** Records provided **
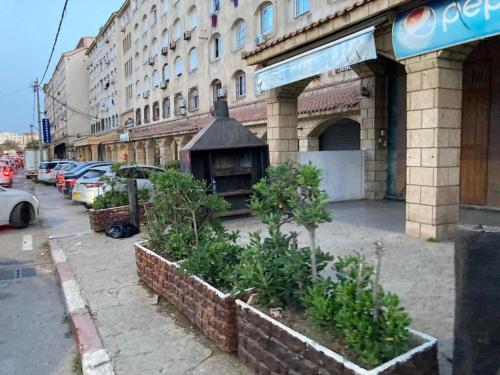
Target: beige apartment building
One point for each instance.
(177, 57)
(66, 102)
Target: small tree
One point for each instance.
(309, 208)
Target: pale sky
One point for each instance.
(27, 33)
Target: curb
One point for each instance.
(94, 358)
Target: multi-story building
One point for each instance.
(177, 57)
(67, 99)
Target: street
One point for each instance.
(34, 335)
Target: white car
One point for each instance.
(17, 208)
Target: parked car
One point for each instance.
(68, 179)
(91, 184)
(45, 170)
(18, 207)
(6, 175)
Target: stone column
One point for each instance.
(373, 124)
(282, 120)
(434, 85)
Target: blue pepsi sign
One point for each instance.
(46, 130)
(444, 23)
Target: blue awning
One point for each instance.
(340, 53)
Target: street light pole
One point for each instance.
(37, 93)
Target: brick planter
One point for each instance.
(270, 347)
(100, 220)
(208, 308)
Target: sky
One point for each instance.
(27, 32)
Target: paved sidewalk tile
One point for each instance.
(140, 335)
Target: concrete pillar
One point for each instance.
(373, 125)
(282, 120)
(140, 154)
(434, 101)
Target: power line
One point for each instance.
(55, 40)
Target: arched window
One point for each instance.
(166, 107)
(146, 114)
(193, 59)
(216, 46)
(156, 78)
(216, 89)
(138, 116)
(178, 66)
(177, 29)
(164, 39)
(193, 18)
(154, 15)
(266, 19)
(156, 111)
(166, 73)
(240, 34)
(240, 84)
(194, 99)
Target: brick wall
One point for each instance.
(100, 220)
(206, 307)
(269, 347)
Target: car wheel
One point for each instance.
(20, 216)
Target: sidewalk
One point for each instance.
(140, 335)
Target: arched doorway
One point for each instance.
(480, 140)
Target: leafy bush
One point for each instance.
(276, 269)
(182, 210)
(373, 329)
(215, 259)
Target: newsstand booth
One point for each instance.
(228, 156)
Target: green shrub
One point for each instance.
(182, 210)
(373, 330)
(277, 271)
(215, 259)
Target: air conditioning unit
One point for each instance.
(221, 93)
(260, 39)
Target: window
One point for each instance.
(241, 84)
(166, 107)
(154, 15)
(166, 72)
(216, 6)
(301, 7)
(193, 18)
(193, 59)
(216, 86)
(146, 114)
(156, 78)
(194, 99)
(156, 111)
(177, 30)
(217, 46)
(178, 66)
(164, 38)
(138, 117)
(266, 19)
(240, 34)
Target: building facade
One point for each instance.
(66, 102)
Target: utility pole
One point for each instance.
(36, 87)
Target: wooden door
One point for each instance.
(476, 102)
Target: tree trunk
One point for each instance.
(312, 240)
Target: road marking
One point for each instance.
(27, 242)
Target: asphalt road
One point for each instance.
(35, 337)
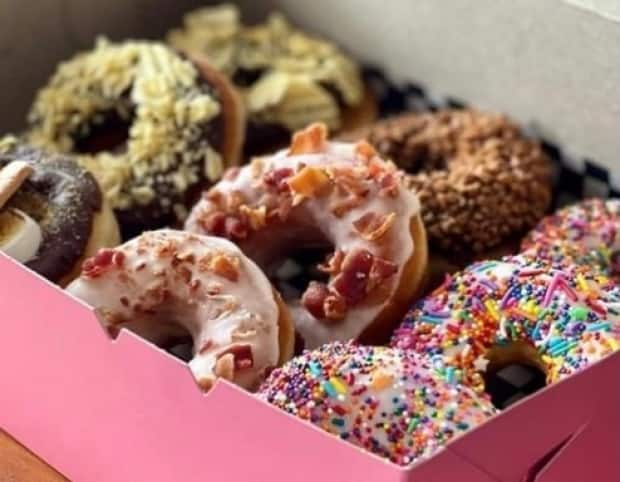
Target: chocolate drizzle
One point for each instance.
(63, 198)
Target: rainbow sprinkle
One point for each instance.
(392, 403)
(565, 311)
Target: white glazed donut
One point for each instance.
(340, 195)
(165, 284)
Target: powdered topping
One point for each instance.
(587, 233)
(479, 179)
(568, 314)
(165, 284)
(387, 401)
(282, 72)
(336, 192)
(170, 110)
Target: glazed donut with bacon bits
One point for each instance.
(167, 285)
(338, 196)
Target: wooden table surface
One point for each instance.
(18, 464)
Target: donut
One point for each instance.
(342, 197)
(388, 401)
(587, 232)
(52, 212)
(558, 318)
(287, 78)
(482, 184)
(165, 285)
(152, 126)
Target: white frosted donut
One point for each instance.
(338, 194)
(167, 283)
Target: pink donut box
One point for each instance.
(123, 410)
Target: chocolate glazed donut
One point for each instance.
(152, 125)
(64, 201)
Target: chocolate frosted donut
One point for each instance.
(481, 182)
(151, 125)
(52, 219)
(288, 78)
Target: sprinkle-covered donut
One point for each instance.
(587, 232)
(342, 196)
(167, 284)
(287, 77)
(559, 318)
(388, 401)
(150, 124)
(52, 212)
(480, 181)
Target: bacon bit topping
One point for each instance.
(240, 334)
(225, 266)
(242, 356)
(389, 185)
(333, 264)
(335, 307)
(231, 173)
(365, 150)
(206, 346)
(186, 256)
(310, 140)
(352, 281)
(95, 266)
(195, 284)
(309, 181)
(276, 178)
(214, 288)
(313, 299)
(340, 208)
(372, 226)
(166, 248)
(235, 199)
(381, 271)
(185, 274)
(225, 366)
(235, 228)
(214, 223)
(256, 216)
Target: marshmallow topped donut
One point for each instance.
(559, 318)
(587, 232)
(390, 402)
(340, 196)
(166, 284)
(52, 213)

** Instructions for the task **
Your answer should be the lines from the first record down to the line containing "Target: window", restated exactly, with no pictures.

** Solved exercise **
Target: beige apartment building
One point for each instance.
(177, 57)
(66, 102)
Target: small tree
One point for each instance.
(309, 208)
Target: pale sky
One point for each instance.
(27, 33)
Target: curb
One point for each instance.
(94, 358)
Target: multi-story building
One point for each instance.
(177, 57)
(67, 99)
Target: street
One point for each instance.
(34, 335)
Target: white car
One point for each instance.
(17, 208)
Target: parked car
One point for each instance.
(68, 179)
(91, 184)
(45, 170)
(18, 207)
(6, 175)
Target: stone column
One point for each instance.
(373, 124)
(282, 120)
(434, 85)
Target: blue pepsi sign
One point for each instance.
(46, 130)
(444, 23)
Target: blue awning
One point for each instance.
(340, 53)
Target: street light pole
One point for each instance.
(37, 93)
Target: brick planter
One point for each instance.
(270, 347)
(100, 220)
(208, 308)
Target: sky
One point for each instance.
(27, 32)
Target: paved sidewalk tile
One point for each instance.
(140, 335)
Target: concrete pillar
One point for each instance.
(373, 125)
(282, 120)
(140, 154)
(434, 101)
Target: power line
One point for each instance.
(55, 40)
Target: arched window
One point for each instance.
(166, 107)
(146, 114)
(193, 59)
(216, 46)
(156, 78)
(216, 89)
(138, 116)
(178, 66)
(177, 29)
(164, 39)
(193, 18)
(154, 15)
(266, 19)
(156, 111)
(166, 73)
(240, 34)
(240, 84)
(194, 99)
Target: brick wall
One point for each instance.
(100, 220)
(206, 307)
(269, 347)
Target: car wheel
One point for each instance.
(20, 216)
Target: sidewalk
One point for each instance.
(140, 335)
Target: arched doorway
One point for each instance.
(480, 140)
Target: leafy bush
One point for each instance.
(276, 269)
(182, 210)
(373, 329)
(215, 259)
Target: newsstand booth
One point for each instance.
(228, 156)
Target: green shrub
One point for each instance.
(182, 210)
(373, 330)
(277, 271)
(215, 259)
Target: air conditioning unit
One point for each instance.
(221, 93)
(260, 39)
Target: window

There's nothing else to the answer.